*Exercise objective:*
Reproduce verbatim the lines of the records below, beginning with the line that contains "For each instance of the blue" and running through the end of the records, and give nothing else.

*Exercise materials:*
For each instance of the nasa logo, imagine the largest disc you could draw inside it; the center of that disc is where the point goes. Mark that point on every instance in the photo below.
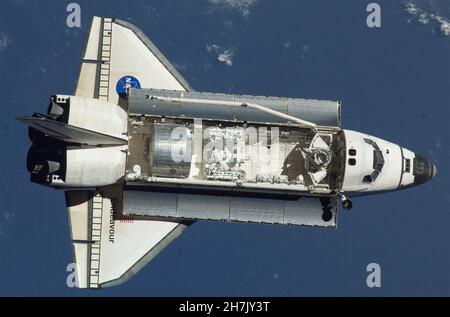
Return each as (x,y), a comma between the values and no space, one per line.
(126,82)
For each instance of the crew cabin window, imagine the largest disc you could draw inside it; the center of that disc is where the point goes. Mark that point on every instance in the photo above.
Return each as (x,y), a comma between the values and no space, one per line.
(367,179)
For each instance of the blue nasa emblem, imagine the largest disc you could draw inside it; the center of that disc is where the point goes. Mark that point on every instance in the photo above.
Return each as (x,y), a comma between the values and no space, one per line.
(125,83)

*Reply:*
For each instance of the blue nasa emblem, imagine the largest disc you could draw inside it; the center of that disc is where the point goes. Mark that point on every instance in the photo above.
Return each as (x,y), a comma between the values and no space, one per line.
(125,83)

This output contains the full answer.